+++ Text

Thanks for the responses.
We looked at her again today. We're really considering putting an offer on but there's a few things we were hoping to get more details about.

She has the original electrical panel but it looks like the wiring is new. Has anyone had problems with the electrical panel at all?
Also, on the back of the starboard cabinets there's peeling. Any idea what that may be or have you seen something similar in your Rafikis?


----------



## MikeOReilly

KelseyRL said:


> She has the original electrical panel but it looks like the wiring is new. Has anyone had problems with the electrical panel at all?
> Also, on the back of the starboard cabinets there's peeling. Any idea what that may be or have you seen something similar in your Rafikis?


Mine still has the original panel. Works fine, although pretty old school with glass fuses. I have it on the list of things to upgrade, but so far it has given me no grief, so never rises high on the priority scale.

Regarding the peeling, my boat has something similar in some areas. Most likely moisture. Could be condensation being trapped from the inside, or it could indicate water intrusion. Look hard to check for moisture in those exterior walls.


----------



## KelseyRL

Hello! 
Wanted to give an update. We put an offer on the Rafiki discussed above! We're in the negotiating process right now but once we settle on a price, we'll get her surveyed and fully checked out! Here's hoping all goes well and she ends up with us! 🤞

Thanks for the responses and advice so far. You'll probably see even more of us if all goes well!


----------



## keelbasa

KelseyRL said:


> Hello!
> Wanted to give an update. We put an offer on the Rafiki discussed above! We're in the negotiating process right now but once we settle on a price, we'll get her surveyed and fully checked out! Here's hoping all goes well and she ends up with us! 🤞
> 
> Thanks for the responses and advice so far. You'll probably see even more of us if all goes well!


Good luck! I thought about putting in an offer on one that is almost certainly the same that you're negotiating, but I'm struggling to find budget for the hefty upfront costs to outfit her to sail down the coast to my home base near San Francisco...

++++++

## Task requirements
Continue the forum thread about buying a Rafiki sailboat from the point where it stops.

+++ Dataset excerpt

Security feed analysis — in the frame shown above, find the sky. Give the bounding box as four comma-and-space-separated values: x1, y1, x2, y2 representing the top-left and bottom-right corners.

++++++

## Exercise response
While I wait my turn: would anyone down here in California be generous enough to show off their Rafiki to me? I've toured one and fell in love with its layout enough for the 37 to be the top of my shopping list, but I haven't sailed one yet. So sailing with one of you would be especially sweet, but it would even be nice to see one at the dock to get a sense of how other people set theirs up / use the space.


----------



## jeffhouseman

The Rafiki is a heavy displacement boat, but it is not undersailed. It may take a bit longer to get moving, and in light airs won't move as fast as lighter (equally canvassed) boats, but it will still move along. Having a set of decent light-airs sails is key. We carry both a light nylon drifter and a gennaker.


What Mike said.

Sailing in 25 knots short handed: the Rafiki is solid with reefed mair and part of the jib pulled out. Leaving and returning to the slip, full attention and familiarity with prop steer is required. 

Rafikis basically sail better in light airs then you would expect, but then again, you don’t expect too much!


----------



## jeffhouseman

keelbasa said:


> Good luck! I thought about putting in an offer on one that is almost certainly the same that you're negotiating, but I'm struggling to find budget for the hefty upfront costs to outfit her to sail down the coast to my home base near San Francisco...
> 
> While I wait my turn: would anyone down here in California be generous enough to show off their Rafiki to me? I've toured one and fell in love with its layout enough for the 37 to be the top of my shopping list, but I haven't sailed one yet. So sailing with one of you would be especially sweet, but it would even be nice to see one at the dock to get a sense of how other people set theirs up / use the space.


I keep my Rafiki on the Marin side of SF Bay. I'm usually on the boat Tuesdays, so let me know via private message if that can work for you. Ps: Sailnet requires you to have X number of posts before you can pm. Hope to meet you sometime!


----------



## keelbasa

jeffhouseman said:


> I keep my Rafiki on the Marin side of SF Bay. I’m usually on the boat Tuesdays, so let me know via private message if that can work for you. Ps: Sailnet requires you to have X number of posts before you can pm. Hope to meet you sometime!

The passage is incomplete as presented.